▶ [GIVEN TASK] Please count the lines below that contain the word "field" and give only that number.

..............................

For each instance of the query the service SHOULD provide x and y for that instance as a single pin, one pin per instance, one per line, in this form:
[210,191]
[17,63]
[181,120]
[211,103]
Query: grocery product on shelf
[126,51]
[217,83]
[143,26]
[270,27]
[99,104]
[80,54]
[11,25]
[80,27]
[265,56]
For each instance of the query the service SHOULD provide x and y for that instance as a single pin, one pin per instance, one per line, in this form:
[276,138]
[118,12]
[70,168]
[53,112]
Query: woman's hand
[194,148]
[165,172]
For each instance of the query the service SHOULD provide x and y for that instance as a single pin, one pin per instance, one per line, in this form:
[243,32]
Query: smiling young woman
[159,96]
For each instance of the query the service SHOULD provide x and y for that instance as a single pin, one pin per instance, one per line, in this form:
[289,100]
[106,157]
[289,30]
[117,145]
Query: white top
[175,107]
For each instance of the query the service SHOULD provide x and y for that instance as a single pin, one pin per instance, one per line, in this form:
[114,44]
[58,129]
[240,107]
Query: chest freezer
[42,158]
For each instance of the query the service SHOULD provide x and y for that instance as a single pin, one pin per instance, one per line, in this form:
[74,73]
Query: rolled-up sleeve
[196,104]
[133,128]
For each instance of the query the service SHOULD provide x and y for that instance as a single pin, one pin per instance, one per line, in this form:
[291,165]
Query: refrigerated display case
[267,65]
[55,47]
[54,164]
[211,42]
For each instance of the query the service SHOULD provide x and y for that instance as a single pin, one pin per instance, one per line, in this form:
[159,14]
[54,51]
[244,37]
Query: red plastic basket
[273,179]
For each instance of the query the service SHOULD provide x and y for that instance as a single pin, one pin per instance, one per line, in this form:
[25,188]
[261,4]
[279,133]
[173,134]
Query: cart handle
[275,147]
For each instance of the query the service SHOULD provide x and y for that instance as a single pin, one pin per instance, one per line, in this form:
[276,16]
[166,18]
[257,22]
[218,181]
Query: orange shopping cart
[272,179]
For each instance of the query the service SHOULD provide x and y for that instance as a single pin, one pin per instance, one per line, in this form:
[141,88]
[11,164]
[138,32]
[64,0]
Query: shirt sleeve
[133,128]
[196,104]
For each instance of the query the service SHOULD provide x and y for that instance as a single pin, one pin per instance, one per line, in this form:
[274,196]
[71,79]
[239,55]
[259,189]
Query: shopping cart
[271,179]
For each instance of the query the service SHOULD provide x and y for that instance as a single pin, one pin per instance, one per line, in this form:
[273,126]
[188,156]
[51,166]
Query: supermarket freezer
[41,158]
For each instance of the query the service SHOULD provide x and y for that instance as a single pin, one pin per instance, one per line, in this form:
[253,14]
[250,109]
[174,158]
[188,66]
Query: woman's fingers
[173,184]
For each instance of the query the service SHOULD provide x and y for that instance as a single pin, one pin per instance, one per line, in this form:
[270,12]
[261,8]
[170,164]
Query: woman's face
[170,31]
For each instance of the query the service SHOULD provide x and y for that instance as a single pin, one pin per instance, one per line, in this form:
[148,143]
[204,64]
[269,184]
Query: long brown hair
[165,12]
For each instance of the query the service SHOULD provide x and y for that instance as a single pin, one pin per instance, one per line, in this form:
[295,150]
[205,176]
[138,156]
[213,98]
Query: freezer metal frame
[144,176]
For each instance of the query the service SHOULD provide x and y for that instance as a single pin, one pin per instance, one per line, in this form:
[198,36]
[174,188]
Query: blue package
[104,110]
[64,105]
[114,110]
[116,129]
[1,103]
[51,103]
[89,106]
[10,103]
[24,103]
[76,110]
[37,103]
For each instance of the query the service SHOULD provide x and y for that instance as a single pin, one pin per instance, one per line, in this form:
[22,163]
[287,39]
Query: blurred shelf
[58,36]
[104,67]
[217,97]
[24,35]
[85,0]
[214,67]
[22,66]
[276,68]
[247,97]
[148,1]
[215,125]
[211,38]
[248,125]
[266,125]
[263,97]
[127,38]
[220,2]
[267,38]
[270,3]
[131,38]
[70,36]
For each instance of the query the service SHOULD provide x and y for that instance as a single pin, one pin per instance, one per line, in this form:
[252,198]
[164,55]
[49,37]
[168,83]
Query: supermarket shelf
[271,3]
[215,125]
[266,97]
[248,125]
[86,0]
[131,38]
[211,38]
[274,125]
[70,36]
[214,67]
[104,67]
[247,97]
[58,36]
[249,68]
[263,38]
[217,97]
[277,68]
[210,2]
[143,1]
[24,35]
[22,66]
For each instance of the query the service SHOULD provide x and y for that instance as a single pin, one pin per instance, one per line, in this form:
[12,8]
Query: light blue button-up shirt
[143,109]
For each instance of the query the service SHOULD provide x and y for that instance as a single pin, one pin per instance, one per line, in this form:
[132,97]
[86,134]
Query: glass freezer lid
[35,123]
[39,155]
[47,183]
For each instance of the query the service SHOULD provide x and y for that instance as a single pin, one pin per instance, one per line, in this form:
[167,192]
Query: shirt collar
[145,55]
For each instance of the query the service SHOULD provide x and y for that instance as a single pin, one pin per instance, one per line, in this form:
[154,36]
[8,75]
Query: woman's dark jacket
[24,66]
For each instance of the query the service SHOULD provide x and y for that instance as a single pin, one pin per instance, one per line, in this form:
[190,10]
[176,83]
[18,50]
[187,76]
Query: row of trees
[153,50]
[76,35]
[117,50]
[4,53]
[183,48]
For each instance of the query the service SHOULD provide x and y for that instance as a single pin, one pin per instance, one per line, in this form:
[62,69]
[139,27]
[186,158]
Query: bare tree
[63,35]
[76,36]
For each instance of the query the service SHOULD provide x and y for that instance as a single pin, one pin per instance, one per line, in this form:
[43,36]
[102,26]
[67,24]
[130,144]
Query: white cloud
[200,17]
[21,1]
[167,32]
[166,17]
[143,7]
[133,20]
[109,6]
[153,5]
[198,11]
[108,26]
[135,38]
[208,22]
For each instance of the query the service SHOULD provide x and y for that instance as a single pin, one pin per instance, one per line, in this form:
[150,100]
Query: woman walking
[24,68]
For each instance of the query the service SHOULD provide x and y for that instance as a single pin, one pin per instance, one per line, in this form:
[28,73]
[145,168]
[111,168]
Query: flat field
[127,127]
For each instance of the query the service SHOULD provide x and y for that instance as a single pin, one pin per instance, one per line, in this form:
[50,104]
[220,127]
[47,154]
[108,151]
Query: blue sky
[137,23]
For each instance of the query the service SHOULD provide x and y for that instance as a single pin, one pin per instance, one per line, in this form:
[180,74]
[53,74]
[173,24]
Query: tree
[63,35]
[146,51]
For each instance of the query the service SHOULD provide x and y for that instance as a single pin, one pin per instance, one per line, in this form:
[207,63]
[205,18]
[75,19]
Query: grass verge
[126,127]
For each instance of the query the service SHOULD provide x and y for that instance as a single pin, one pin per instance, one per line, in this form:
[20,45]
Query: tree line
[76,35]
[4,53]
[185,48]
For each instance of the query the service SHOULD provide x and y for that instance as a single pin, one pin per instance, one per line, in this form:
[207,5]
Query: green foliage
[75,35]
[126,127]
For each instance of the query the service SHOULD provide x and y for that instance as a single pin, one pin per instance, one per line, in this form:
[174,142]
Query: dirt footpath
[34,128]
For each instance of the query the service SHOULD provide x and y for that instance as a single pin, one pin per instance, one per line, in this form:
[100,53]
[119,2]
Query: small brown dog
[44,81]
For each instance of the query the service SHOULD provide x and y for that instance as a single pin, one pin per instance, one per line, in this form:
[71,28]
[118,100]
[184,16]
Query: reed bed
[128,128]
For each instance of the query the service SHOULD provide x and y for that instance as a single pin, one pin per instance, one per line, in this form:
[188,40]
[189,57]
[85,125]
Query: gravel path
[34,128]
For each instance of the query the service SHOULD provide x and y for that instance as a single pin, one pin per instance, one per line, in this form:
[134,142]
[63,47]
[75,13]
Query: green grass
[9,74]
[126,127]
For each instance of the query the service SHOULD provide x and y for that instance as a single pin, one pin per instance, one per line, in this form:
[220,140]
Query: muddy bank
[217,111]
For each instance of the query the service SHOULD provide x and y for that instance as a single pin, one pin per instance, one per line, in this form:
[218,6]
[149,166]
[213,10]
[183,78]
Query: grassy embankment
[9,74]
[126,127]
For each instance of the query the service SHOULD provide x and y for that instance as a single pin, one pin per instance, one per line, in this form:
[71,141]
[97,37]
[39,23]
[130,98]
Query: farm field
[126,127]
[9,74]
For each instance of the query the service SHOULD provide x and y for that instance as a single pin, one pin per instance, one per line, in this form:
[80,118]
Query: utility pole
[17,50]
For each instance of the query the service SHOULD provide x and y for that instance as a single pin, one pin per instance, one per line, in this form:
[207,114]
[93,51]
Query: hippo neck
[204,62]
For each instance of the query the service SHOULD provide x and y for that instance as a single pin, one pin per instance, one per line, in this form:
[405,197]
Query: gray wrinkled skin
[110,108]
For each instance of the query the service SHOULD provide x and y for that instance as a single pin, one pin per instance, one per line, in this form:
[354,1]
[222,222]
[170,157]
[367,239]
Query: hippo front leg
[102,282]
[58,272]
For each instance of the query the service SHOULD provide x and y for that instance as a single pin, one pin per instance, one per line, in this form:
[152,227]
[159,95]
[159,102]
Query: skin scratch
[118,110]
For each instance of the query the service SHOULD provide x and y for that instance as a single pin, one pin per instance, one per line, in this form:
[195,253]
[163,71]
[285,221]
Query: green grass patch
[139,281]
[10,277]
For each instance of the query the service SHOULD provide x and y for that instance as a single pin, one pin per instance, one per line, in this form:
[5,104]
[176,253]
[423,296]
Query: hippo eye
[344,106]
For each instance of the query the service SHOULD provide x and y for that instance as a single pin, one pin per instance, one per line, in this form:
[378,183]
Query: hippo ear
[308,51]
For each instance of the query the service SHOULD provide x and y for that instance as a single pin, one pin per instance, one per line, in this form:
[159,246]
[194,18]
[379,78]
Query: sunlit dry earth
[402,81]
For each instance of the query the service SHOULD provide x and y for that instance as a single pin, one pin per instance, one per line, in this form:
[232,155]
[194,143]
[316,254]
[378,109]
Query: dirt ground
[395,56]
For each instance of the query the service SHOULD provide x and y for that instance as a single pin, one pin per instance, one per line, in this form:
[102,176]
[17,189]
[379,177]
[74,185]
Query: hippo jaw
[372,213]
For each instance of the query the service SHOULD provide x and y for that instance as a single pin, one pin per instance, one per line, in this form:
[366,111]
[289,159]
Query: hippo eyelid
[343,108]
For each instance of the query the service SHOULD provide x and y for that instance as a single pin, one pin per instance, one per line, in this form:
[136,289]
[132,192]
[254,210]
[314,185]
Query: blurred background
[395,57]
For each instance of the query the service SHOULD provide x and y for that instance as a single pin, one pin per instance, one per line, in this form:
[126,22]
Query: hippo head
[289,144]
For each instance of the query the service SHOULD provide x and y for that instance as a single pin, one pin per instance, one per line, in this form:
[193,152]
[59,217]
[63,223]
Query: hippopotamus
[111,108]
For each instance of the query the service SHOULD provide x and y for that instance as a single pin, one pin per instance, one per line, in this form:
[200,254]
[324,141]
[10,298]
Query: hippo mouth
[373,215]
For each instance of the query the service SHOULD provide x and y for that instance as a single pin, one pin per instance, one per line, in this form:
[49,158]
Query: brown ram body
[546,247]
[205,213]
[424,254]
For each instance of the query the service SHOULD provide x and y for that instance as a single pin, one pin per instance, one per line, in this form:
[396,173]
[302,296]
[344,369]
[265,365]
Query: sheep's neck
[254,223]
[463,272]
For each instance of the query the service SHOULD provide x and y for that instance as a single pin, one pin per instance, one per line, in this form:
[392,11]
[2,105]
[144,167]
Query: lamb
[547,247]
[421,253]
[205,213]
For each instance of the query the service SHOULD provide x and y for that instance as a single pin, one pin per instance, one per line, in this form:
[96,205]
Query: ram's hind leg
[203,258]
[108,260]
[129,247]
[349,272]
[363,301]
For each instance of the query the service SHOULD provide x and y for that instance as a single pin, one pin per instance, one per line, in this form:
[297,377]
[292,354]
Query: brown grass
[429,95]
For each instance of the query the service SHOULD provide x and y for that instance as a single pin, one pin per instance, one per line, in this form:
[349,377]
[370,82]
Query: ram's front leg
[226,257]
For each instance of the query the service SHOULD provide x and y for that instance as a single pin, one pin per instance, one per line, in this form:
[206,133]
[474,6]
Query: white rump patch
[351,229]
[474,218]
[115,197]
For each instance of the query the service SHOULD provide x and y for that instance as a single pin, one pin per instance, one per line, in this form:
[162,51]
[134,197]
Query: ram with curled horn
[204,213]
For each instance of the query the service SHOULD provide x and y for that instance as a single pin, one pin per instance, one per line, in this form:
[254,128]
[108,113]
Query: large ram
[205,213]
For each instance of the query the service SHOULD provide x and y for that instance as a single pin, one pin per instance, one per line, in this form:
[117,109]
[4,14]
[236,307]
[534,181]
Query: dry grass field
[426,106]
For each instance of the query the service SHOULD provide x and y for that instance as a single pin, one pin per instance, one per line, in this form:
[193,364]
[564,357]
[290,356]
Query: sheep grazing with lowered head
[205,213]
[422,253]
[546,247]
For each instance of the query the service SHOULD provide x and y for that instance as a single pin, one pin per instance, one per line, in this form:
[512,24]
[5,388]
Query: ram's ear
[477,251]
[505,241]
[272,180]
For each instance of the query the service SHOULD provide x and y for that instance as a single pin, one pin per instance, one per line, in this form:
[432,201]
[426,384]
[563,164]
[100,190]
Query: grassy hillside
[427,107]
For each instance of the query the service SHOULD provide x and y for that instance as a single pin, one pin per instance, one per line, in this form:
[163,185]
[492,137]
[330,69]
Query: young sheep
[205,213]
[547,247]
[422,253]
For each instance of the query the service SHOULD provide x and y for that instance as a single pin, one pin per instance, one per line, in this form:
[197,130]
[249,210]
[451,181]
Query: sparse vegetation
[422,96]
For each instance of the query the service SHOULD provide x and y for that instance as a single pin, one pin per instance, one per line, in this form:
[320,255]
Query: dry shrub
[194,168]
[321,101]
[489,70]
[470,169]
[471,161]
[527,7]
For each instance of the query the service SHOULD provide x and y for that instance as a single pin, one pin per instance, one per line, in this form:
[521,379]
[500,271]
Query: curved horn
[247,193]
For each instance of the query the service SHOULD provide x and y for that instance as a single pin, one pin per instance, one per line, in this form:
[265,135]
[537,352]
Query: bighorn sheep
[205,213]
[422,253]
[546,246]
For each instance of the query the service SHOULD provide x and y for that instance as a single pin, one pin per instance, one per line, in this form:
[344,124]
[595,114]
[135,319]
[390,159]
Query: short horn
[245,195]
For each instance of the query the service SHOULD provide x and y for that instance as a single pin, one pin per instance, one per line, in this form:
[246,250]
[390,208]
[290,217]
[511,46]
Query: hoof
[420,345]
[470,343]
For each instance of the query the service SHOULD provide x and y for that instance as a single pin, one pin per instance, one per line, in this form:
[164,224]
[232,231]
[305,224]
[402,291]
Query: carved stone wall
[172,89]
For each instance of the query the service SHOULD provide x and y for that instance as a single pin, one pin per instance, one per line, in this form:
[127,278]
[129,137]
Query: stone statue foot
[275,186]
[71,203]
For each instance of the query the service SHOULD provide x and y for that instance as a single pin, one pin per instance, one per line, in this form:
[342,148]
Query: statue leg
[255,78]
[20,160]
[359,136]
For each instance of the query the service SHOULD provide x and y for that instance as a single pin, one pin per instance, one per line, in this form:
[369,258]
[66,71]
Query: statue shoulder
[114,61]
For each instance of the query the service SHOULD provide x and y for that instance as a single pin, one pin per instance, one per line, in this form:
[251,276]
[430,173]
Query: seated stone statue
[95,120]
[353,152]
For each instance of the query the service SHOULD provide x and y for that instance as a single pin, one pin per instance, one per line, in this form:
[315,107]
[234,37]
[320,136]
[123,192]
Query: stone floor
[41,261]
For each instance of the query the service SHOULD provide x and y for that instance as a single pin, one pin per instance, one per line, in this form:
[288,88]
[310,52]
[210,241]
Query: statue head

..............................

▶ [REPLY TO THE EXERCISE] 3